Natural language region descriptions

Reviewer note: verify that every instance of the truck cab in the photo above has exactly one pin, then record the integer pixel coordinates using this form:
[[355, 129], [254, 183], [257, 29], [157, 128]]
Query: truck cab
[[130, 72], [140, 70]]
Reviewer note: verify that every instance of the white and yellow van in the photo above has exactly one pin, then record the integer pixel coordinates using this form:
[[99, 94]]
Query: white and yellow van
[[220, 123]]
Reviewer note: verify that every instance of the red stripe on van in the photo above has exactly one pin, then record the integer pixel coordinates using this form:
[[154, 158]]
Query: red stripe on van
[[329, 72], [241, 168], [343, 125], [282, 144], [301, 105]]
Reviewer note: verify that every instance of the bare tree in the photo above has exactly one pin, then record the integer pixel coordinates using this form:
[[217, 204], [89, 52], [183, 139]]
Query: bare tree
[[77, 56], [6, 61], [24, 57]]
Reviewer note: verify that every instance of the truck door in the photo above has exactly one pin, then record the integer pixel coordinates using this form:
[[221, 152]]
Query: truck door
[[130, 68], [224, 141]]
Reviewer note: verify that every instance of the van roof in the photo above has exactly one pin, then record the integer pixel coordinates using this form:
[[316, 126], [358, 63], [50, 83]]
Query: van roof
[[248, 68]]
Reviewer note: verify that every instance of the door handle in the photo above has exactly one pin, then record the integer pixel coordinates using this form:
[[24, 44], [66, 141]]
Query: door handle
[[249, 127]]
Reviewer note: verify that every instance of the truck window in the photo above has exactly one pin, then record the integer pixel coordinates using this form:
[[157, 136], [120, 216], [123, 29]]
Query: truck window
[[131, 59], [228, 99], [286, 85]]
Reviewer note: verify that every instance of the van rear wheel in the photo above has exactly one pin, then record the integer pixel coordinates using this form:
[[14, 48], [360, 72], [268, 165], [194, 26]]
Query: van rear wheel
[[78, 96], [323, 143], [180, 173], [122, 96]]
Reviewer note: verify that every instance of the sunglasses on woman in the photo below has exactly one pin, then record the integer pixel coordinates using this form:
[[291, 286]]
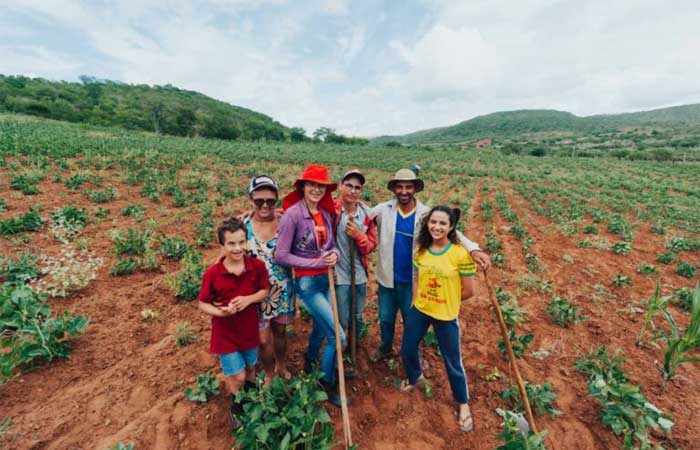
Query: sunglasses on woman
[[269, 202]]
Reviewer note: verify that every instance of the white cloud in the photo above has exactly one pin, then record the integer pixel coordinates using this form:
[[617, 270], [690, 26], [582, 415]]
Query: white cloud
[[323, 63], [40, 61], [335, 7]]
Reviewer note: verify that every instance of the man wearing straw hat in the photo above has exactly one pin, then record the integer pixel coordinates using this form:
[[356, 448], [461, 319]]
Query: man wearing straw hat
[[396, 220]]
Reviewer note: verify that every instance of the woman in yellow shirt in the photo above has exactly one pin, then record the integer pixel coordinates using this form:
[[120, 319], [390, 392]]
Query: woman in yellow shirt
[[443, 278]]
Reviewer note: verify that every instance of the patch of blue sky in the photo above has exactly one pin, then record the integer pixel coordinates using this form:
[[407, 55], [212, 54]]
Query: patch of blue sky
[[36, 29]]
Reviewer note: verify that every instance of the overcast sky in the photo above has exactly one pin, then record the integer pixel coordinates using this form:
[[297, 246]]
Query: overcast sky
[[371, 67]]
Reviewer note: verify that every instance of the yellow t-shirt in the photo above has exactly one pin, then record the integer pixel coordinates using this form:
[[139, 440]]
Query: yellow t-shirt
[[440, 280]]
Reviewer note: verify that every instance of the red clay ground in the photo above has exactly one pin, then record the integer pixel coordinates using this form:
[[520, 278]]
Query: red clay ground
[[125, 379]]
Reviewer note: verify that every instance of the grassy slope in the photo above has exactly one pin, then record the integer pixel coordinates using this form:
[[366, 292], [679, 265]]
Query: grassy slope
[[511, 123], [165, 109]]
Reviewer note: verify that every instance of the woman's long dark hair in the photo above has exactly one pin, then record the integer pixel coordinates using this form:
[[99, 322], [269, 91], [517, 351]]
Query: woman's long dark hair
[[424, 237]]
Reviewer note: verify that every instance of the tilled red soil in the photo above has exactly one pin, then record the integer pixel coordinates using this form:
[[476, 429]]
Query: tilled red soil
[[125, 378]]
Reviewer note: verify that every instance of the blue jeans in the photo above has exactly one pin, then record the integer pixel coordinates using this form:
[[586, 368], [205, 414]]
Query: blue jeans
[[234, 363], [392, 300], [343, 293], [447, 333], [314, 294]]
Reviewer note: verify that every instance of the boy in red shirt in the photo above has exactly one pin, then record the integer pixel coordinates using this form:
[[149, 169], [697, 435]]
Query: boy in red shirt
[[229, 293]]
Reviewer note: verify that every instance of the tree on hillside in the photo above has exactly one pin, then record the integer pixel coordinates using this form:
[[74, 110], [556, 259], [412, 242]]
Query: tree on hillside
[[298, 134], [321, 133]]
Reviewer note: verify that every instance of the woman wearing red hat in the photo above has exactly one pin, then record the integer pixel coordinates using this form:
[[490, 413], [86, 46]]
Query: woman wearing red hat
[[306, 243]]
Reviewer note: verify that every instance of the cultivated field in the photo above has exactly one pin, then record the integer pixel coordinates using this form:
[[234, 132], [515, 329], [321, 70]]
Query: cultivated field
[[580, 245]]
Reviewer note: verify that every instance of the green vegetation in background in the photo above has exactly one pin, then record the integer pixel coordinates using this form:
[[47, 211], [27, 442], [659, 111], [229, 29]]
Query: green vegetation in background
[[159, 109], [512, 123]]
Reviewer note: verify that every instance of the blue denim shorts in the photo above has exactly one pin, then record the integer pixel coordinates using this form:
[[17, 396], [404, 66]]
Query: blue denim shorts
[[233, 363]]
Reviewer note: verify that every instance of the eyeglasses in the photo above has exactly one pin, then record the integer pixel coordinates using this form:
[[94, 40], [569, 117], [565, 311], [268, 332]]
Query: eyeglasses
[[269, 202], [353, 187]]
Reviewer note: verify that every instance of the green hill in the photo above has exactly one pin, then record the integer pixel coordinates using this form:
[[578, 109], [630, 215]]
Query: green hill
[[513, 123], [160, 109]]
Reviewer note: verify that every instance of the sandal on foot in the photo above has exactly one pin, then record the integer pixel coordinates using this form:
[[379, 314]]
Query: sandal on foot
[[406, 385], [465, 423], [377, 354]]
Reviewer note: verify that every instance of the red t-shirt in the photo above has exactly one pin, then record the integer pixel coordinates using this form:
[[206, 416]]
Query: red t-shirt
[[321, 237], [239, 331]]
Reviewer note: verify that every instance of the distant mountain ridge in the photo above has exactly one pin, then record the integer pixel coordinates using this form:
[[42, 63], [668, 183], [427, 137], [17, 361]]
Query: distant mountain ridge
[[511, 123], [160, 109]]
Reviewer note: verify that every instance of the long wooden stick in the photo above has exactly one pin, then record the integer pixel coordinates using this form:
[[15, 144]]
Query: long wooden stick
[[511, 356], [341, 370], [353, 302]]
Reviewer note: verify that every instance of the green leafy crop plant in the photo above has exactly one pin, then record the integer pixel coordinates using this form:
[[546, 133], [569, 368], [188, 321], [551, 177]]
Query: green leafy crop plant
[[563, 313], [289, 414]]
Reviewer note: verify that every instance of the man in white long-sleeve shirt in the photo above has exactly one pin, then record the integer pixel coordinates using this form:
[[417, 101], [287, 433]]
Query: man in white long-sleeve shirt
[[397, 219]]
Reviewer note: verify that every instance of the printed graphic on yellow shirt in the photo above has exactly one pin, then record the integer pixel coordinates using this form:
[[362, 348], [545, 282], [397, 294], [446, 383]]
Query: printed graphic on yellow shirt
[[432, 294], [439, 284]]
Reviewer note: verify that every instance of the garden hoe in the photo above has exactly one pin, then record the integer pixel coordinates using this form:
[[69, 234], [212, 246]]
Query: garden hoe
[[339, 355], [522, 425], [353, 305]]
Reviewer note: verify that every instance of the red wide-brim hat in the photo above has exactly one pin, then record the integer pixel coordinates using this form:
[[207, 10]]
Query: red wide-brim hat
[[318, 174]]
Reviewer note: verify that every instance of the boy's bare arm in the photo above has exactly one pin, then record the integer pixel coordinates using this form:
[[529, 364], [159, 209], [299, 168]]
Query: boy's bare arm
[[243, 301], [212, 310]]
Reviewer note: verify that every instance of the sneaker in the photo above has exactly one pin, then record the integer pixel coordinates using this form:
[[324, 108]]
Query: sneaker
[[378, 354]]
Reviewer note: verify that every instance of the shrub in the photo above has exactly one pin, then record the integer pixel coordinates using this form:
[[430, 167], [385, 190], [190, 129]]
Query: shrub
[[590, 229], [563, 313], [25, 184], [205, 228], [622, 280], [133, 242], [185, 284], [76, 181], [122, 446], [29, 331], [515, 437], [67, 223], [68, 273], [666, 258], [287, 414], [31, 221], [654, 305], [679, 346], [685, 269], [622, 248], [136, 211], [657, 229], [20, 270], [125, 266], [103, 196], [624, 409], [173, 247], [647, 269], [684, 298]]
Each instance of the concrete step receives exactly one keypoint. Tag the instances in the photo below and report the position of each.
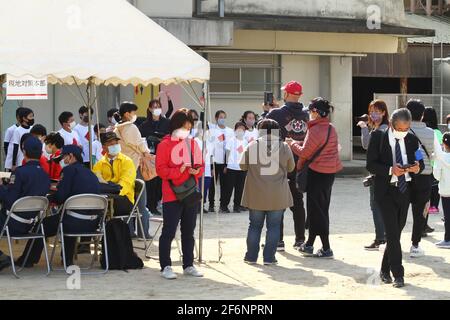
(355, 168)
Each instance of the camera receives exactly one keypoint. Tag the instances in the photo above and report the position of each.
(368, 181)
(268, 98)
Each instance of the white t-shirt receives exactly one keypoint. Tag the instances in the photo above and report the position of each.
(209, 151)
(70, 137)
(236, 148)
(8, 136)
(219, 137)
(82, 132)
(251, 135)
(17, 135)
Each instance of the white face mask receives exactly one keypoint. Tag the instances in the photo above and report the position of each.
(157, 112)
(48, 149)
(400, 135)
(181, 133)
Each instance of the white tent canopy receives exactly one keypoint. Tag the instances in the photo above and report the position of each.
(109, 41)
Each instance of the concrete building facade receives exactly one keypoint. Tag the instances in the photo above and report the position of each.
(257, 45)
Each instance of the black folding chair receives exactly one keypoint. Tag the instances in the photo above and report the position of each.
(94, 203)
(20, 213)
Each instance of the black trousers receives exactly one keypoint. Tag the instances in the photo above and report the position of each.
(419, 199)
(298, 211)
(122, 206)
(394, 209)
(154, 193)
(50, 224)
(446, 207)
(234, 180)
(435, 197)
(218, 175)
(173, 213)
(318, 199)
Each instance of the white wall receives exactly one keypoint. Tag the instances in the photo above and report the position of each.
(165, 8)
(341, 98)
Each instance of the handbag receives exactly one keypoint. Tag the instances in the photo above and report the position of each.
(187, 193)
(302, 176)
(147, 166)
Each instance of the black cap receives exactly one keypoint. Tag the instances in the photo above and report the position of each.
(108, 136)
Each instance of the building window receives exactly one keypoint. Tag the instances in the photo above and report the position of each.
(244, 79)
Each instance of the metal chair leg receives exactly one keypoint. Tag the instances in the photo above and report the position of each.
(147, 252)
(13, 266)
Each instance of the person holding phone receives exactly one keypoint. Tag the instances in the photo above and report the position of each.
(175, 164)
(154, 129)
(378, 119)
(422, 183)
(388, 153)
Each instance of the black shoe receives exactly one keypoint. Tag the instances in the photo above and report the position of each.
(280, 246)
(375, 245)
(385, 278)
(224, 210)
(399, 282)
(84, 249)
(5, 263)
(298, 244)
(156, 212)
(428, 229)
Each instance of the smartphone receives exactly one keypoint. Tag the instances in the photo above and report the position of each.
(268, 98)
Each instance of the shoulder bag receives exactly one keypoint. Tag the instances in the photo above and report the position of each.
(302, 175)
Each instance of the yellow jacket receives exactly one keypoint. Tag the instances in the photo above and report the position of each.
(122, 173)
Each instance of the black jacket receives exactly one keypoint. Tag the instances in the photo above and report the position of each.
(292, 120)
(379, 160)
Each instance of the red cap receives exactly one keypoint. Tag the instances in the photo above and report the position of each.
(293, 87)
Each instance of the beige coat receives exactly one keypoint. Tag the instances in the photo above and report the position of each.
(131, 142)
(266, 186)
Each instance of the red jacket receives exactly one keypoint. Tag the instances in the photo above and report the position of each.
(170, 156)
(55, 168)
(328, 161)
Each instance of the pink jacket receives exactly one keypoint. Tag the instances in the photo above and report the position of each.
(328, 161)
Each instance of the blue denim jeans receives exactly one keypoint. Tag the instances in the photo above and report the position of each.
(273, 224)
(377, 217)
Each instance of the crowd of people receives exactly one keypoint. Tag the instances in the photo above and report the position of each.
(264, 164)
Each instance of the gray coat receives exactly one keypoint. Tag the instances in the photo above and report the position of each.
(266, 186)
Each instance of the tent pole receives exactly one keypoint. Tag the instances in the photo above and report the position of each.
(2, 101)
(200, 236)
(89, 91)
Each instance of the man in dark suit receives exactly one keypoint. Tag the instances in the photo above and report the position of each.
(30, 180)
(394, 158)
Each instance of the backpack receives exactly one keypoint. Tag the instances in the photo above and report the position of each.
(120, 247)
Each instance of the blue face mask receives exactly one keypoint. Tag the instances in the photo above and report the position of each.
(114, 150)
(63, 164)
(221, 122)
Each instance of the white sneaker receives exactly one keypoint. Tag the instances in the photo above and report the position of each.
(192, 271)
(168, 273)
(443, 244)
(416, 252)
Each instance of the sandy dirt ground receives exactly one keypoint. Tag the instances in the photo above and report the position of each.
(351, 275)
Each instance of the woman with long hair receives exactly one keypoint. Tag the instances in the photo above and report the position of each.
(378, 120)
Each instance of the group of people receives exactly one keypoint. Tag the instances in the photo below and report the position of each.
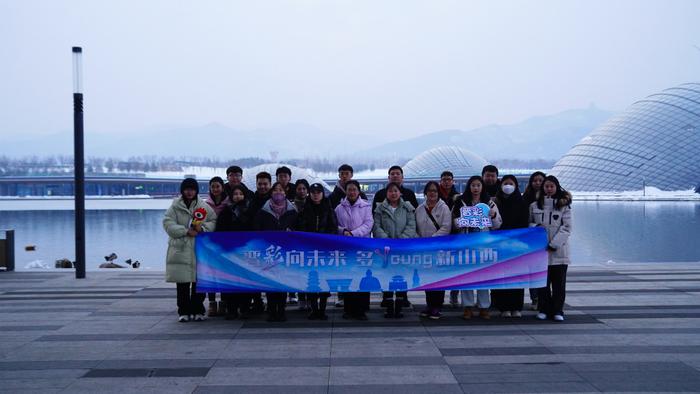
(393, 213)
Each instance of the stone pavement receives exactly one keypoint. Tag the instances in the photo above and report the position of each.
(629, 328)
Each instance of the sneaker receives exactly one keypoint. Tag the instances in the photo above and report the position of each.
(467, 314)
(435, 315)
(484, 314)
(213, 309)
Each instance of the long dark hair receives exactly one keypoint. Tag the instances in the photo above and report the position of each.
(530, 193)
(467, 194)
(561, 197)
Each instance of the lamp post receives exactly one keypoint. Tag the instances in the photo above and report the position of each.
(79, 163)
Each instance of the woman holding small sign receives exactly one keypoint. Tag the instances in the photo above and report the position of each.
(433, 219)
(394, 218)
(552, 210)
(475, 212)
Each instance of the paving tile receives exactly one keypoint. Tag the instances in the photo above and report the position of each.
(281, 376)
(389, 374)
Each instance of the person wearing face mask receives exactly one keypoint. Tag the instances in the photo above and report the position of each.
(490, 176)
(552, 210)
(475, 193)
(512, 209)
(278, 214)
(318, 217)
(233, 218)
(394, 218)
(180, 263)
(354, 220)
(534, 184)
(433, 219)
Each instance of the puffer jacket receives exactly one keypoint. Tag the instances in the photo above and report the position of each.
(180, 263)
(456, 214)
(442, 215)
(356, 218)
(401, 223)
(556, 217)
(265, 219)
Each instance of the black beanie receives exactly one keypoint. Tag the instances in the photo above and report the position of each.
(189, 183)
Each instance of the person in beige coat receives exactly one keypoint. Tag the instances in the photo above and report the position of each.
(180, 265)
(552, 210)
(394, 218)
(433, 219)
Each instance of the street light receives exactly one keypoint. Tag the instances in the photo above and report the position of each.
(79, 163)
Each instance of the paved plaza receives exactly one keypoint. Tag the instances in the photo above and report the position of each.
(629, 328)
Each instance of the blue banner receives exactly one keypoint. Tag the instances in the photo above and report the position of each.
(309, 262)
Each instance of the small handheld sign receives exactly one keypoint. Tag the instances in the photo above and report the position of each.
(475, 217)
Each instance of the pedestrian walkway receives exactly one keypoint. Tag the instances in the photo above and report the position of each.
(632, 328)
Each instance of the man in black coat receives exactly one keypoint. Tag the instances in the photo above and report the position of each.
(345, 173)
(234, 175)
(396, 176)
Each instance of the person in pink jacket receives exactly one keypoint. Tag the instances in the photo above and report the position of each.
(354, 220)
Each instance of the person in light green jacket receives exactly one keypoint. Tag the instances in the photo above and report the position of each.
(186, 217)
(394, 218)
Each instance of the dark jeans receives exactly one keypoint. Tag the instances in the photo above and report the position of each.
(551, 298)
(318, 301)
(507, 299)
(393, 305)
(435, 299)
(189, 302)
(276, 303)
(355, 304)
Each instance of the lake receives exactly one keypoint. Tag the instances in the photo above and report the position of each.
(603, 232)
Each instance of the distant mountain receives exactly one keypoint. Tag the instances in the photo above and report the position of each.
(541, 137)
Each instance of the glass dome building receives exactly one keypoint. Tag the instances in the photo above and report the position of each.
(433, 162)
(655, 142)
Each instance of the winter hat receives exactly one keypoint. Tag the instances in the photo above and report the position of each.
(189, 183)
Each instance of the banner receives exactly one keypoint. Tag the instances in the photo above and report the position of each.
(308, 262)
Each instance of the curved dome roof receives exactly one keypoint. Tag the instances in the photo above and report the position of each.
(655, 142)
(433, 162)
(297, 173)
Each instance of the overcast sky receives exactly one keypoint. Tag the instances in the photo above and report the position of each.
(401, 68)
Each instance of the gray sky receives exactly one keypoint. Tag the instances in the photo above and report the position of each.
(401, 68)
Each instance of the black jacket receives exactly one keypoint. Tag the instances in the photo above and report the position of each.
(318, 218)
(514, 212)
(408, 195)
(234, 217)
(265, 219)
(339, 194)
(246, 192)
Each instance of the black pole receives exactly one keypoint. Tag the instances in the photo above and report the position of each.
(79, 189)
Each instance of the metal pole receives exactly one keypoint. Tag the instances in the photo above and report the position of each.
(79, 164)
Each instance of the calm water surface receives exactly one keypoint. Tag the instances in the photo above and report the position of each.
(603, 231)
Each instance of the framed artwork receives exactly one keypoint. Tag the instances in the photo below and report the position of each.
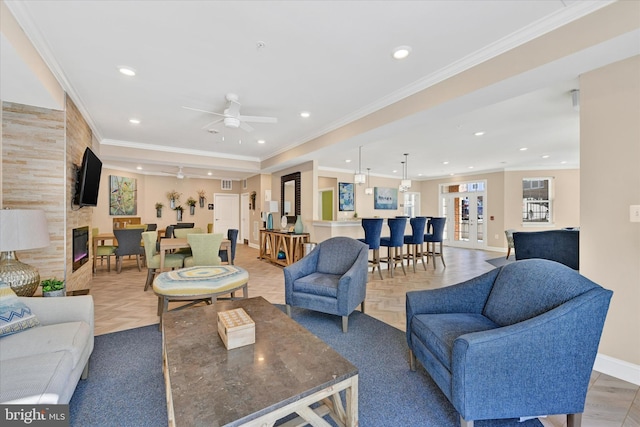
(345, 194)
(385, 198)
(123, 196)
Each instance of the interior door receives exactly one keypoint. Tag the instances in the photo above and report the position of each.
(226, 212)
(465, 219)
(244, 217)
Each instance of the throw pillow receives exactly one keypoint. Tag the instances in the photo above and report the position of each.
(15, 316)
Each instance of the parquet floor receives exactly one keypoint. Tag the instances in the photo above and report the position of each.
(120, 304)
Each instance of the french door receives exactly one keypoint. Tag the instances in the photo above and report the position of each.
(465, 216)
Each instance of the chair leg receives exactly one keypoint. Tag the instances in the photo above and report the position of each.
(574, 420)
(150, 275)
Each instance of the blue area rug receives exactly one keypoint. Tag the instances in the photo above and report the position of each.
(126, 386)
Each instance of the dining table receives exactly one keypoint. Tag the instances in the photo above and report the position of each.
(176, 243)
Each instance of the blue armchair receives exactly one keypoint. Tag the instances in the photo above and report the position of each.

Exercise goal: When you reach the line holding "[[578, 109], [630, 215]]" in the records above, begin reproducing exactly, stop after the line holding "[[379, 314]]", and output nothing else.

Task solution:
[[578, 109], [630, 215]]
Query: green hill
[[513, 123], [160, 109]]
Reviewer note: verify that every instance of the sandal on foot in the photo above has exactly one pin, then record the integer pixel coordinates using this form:
[[379, 314]]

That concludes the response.